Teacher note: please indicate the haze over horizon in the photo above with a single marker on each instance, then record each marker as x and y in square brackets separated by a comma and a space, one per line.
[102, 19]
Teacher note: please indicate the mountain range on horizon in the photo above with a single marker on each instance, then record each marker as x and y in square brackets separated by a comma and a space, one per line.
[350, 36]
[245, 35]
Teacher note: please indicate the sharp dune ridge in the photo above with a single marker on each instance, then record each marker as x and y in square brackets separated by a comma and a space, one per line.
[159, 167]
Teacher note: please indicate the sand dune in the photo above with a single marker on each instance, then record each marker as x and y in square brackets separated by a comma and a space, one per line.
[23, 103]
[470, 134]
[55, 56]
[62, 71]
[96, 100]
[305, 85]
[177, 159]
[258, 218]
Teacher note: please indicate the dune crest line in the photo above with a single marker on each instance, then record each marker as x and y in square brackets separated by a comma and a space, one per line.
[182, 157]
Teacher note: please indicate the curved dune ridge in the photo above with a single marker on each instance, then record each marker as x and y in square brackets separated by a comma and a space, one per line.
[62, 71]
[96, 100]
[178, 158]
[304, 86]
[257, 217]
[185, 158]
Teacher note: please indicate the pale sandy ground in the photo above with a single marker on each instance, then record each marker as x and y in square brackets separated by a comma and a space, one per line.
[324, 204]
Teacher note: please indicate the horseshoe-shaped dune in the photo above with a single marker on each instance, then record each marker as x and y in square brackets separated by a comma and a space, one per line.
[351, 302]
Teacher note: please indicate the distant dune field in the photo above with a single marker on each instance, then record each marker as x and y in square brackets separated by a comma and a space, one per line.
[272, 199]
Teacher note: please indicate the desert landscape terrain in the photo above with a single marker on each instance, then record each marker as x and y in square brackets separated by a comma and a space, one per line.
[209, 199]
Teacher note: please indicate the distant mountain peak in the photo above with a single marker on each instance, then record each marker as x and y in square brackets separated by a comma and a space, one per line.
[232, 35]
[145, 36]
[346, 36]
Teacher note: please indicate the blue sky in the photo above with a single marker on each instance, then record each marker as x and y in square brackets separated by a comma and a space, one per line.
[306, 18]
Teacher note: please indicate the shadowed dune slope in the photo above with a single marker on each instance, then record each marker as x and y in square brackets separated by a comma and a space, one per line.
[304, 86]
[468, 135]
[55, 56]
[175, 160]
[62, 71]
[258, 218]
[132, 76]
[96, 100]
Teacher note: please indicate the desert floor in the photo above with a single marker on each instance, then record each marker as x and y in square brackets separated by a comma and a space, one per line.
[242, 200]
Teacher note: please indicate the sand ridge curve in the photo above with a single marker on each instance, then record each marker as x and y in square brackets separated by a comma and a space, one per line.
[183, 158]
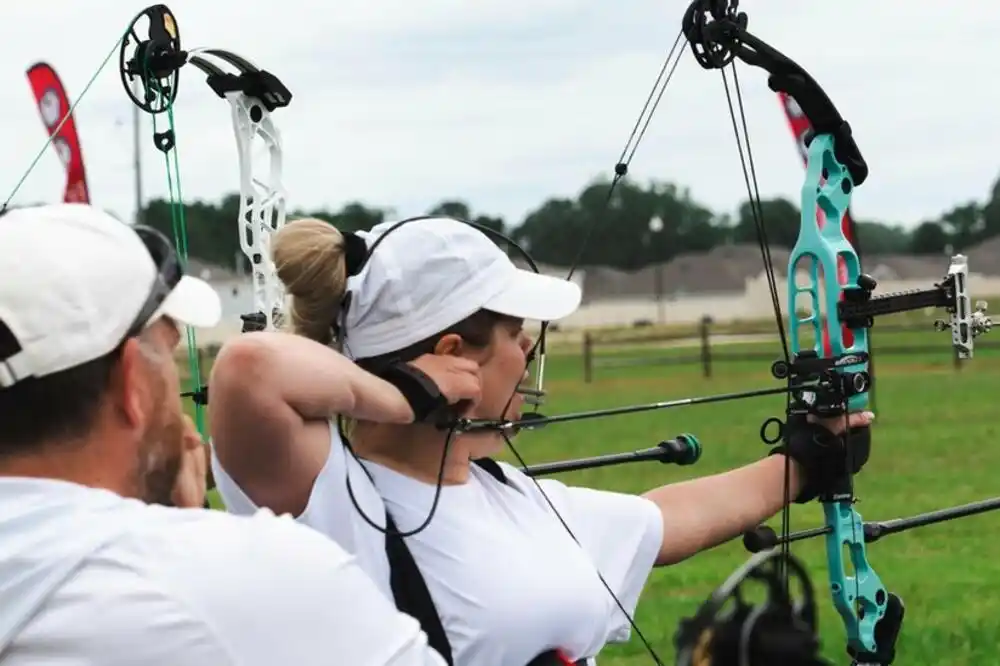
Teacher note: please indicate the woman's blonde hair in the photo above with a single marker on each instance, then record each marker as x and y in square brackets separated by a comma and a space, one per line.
[308, 257]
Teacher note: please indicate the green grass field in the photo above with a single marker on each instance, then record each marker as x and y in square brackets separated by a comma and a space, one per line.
[934, 446]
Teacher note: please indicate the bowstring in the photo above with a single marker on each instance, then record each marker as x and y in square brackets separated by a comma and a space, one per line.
[747, 164]
[639, 128]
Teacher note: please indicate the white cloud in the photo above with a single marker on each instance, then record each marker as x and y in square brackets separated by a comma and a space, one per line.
[403, 103]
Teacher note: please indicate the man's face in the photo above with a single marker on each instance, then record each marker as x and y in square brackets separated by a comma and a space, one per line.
[160, 443]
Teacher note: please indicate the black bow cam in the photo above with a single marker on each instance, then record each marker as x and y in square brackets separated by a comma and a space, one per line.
[717, 33]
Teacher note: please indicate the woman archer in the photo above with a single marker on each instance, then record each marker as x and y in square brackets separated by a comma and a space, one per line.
[429, 312]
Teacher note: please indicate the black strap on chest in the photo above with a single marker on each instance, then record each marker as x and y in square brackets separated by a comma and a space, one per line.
[409, 590]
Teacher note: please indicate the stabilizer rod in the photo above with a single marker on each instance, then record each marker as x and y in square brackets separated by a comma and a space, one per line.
[683, 450]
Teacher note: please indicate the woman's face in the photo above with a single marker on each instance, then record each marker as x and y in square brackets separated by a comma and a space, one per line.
[503, 365]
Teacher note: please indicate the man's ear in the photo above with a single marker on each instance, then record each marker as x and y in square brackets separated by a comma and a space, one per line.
[128, 384]
[450, 344]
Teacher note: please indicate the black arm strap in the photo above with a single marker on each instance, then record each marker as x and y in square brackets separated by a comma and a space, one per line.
[409, 590]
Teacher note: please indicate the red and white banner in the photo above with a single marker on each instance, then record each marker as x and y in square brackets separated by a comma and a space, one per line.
[800, 127]
[53, 107]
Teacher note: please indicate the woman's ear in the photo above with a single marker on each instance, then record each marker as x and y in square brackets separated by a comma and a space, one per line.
[449, 345]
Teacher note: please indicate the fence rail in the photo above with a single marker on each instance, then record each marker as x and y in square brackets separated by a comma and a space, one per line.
[707, 348]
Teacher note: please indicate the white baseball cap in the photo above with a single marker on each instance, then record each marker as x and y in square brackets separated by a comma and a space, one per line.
[430, 274]
[73, 280]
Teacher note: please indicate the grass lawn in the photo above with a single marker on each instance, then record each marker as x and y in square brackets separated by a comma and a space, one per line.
[934, 446]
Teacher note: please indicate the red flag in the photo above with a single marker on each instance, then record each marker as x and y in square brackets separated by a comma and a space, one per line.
[800, 127]
[53, 106]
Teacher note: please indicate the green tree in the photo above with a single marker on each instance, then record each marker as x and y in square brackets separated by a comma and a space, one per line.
[929, 238]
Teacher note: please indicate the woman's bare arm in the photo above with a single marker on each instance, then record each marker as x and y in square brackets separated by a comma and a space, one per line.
[272, 395]
[703, 513]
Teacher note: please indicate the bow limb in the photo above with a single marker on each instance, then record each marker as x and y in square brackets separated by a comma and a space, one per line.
[253, 94]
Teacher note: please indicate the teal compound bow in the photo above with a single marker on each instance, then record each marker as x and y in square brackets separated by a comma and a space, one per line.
[819, 382]
[717, 35]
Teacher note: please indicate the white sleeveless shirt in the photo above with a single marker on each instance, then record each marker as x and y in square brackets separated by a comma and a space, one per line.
[507, 579]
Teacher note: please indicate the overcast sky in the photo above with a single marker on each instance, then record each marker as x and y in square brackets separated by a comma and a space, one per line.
[505, 102]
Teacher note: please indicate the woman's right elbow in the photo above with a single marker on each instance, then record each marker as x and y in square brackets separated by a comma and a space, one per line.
[241, 363]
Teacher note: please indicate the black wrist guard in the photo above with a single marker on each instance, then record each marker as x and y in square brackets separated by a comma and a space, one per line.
[420, 391]
[826, 460]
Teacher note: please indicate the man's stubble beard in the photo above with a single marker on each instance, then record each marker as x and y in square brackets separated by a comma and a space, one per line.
[160, 453]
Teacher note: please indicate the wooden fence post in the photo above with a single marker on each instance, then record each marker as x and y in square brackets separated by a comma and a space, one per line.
[706, 347]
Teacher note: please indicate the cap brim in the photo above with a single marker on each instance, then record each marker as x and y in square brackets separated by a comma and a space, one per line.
[193, 302]
[530, 295]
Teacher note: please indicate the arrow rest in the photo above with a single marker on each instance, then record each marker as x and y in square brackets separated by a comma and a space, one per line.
[154, 60]
[709, 28]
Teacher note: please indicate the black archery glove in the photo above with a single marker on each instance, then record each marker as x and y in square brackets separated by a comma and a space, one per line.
[827, 461]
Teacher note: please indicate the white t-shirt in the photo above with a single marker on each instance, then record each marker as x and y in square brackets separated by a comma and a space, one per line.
[507, 579]
[87, 577]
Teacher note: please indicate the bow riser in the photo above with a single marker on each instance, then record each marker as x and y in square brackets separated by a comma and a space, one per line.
[262, 202]
[857, 592]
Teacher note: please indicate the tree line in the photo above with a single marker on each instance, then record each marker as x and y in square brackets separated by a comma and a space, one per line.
[642, 224]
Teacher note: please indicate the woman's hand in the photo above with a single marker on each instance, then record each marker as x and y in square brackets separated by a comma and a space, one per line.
[191, 485]
[838, 424]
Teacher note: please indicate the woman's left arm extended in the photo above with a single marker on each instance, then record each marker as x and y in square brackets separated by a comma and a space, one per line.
[705, 512]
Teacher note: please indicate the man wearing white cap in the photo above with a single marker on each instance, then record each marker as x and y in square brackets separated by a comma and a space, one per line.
[488, 564]
[90, 426]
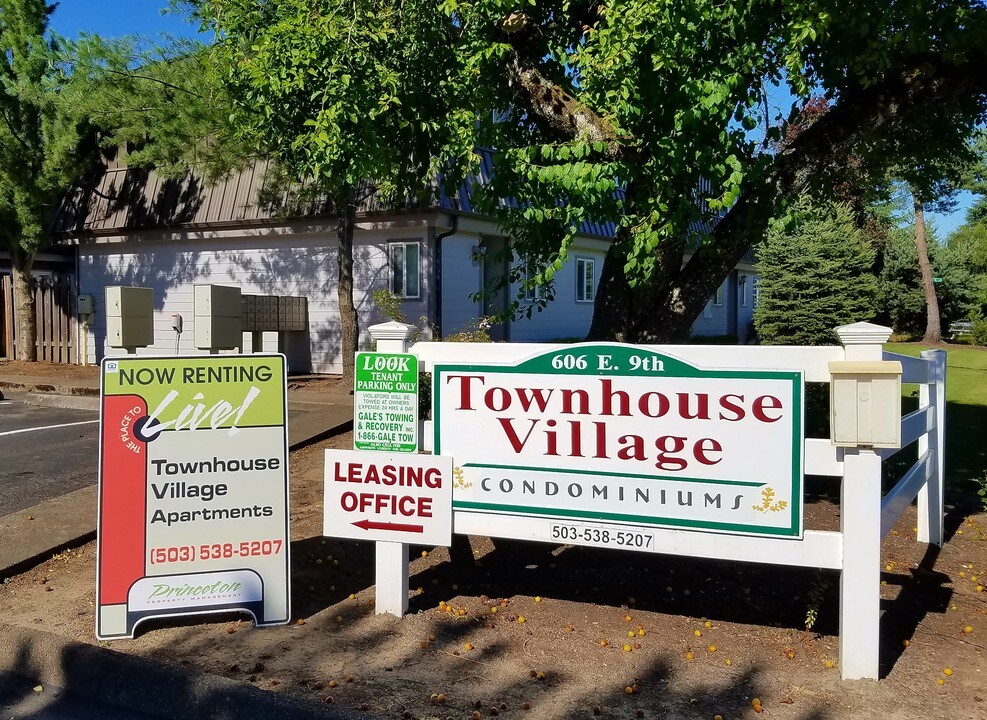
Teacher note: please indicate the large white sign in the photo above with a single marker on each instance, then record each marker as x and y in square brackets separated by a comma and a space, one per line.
[606, 439]
[394, 497]
[193, 489]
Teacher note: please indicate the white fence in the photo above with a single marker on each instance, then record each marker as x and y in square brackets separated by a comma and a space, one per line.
[866, 516]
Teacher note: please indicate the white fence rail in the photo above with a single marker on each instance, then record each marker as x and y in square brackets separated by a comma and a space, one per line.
[866, 516]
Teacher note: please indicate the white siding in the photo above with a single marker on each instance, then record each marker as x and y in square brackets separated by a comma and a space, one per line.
[563, 318]
[270, 264]
[460, 279]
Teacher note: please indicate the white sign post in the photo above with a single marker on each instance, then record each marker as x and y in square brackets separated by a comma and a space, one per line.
[385, 402]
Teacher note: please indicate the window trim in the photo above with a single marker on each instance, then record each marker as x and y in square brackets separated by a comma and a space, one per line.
[391, 245]
[532, 293]
[581, 279]
[718, 296]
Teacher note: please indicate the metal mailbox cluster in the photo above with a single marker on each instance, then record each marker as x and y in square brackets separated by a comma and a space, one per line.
[274, 313]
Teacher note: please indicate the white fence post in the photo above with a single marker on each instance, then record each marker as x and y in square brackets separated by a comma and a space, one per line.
[930, 497]
[391, 557]
[860, 520]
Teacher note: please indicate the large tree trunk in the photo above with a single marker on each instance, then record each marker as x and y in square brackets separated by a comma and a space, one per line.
[933, 331]
[349, 325]
[26, 330]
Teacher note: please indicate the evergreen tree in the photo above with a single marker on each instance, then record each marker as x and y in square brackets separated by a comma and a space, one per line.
[902, 299]
[816, 276]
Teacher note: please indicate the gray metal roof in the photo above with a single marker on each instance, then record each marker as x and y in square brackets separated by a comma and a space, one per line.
[116, 198]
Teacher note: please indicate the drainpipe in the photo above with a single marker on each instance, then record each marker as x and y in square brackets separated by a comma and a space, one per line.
[438, 271]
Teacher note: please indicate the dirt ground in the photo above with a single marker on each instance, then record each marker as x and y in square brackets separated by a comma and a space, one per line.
[542, 631]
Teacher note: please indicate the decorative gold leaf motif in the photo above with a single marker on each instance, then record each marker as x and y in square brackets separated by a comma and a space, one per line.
[459, 481]
[767, 502]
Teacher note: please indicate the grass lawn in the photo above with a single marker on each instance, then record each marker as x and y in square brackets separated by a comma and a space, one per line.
[966, 411]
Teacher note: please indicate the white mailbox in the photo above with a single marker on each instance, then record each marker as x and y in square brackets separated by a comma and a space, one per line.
[865, 404]
[129, 317]
[218, 317]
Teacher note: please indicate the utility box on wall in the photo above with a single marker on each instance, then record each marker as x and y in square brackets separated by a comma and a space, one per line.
[129, 317]
[865, 404]
[218, 321]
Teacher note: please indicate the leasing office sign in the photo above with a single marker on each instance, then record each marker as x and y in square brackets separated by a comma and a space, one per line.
[193, 489]
[607, 433]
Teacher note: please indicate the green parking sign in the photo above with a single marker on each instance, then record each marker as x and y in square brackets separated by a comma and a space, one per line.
[385, 399]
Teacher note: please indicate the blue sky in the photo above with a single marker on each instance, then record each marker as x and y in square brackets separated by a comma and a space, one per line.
[113, 18]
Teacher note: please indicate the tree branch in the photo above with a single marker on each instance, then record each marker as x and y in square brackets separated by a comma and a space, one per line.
[564, 116]
[919, 85]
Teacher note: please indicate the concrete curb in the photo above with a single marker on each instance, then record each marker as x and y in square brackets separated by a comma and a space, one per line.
[148, 686]
[65, 402]
[57, 524]
[50, 389]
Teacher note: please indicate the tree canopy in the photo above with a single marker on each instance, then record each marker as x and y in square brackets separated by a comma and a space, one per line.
[652, 114]
[817, 275]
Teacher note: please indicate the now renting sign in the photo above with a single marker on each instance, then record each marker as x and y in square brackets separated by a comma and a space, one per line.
[602, 440]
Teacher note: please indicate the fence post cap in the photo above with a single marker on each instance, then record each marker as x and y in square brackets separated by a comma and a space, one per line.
[391, 331]
[863, 334]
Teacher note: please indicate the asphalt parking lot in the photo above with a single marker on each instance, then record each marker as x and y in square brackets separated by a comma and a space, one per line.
[44, 452]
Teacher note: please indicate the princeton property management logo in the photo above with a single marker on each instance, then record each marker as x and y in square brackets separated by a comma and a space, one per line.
[197, 589]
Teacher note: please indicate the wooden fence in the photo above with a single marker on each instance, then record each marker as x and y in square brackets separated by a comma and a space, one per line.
[54, 307]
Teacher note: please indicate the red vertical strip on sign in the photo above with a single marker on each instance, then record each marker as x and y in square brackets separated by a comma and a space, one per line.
[123, 498]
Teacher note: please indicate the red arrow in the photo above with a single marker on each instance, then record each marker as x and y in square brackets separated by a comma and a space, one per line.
[397, 527]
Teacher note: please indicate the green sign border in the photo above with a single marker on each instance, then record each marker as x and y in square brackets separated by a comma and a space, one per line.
[409, 447]
[673, 367]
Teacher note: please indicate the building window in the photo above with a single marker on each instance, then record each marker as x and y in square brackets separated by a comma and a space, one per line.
[406, 269]
[585, 280]
[531, 291]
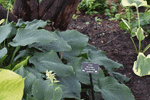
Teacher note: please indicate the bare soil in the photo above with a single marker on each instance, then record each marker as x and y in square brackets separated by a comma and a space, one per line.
[118, 46]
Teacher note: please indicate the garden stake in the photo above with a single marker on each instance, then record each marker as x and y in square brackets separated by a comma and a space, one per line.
[93, 98]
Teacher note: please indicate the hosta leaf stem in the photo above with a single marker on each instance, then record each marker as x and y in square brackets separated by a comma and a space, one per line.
[134, 45]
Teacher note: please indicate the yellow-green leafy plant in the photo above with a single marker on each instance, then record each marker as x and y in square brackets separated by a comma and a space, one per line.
[141, 66]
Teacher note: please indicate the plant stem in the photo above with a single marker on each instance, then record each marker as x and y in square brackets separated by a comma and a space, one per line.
[61, 56]
[17, 48]
[128, 14]
[53, 90]
[134, 45]
[147, 47]
[139, 46]
[8, 12]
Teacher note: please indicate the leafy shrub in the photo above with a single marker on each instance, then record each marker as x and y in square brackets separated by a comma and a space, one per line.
[141, 66]
[34, 53]
[8, 4]
[92, 6]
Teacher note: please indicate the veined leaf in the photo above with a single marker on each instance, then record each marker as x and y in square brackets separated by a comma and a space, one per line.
[5, 31]
[137, 3]
[22, 63]
[29, 80]
[142, 65]
[111, 89]
[43, 90]
[11, 85]
[3, 52]
[28, 36]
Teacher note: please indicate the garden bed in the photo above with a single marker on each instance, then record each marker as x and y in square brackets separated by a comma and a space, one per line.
[118, 46]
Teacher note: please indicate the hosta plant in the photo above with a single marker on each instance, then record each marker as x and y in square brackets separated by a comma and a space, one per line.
[141, 66]
[51, 63]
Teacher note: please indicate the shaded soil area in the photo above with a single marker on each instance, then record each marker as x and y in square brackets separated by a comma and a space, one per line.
[118, 46]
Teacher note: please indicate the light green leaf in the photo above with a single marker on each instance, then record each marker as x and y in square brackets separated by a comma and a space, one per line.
[43, 90]
[50, 61]
[110, 89]
[137, 3]
[11, 85]
[5, 31]
[140, 34]
[29, 80]
[3, 52]
[142, 65]
[22, 63]
[22, 53]
[146, 16]
[28, 36]
[35, 72]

---

REQUIRED TASK =
Extract, without alteration, every line of the data from the one containing "Teacher note: please indicate the shaded" through the final line of the data, both ends included.

FINAL RESULT =
Teacher note: please indicate the shaded soil area in the photo above with a single marker on each instance, then record each marker as x and y in square brackets separated by a comma and a space, one per line.
[118, 46]
Teacher note: please indicate the light green leaf in the photo above with a single marker on each instance, then record each marker as x and y in square brackets separated by a comma and a space, one per line.
[43, 90]
[50, 61]
[110, 89]
[137, 3]
[11, 85]
[5, 31]
[140, 34]
[29, 80]
[3, 52]
[142, 65]
[22, 63]
[22, 53]
[146, 16]
[28, 36]
[35, 72]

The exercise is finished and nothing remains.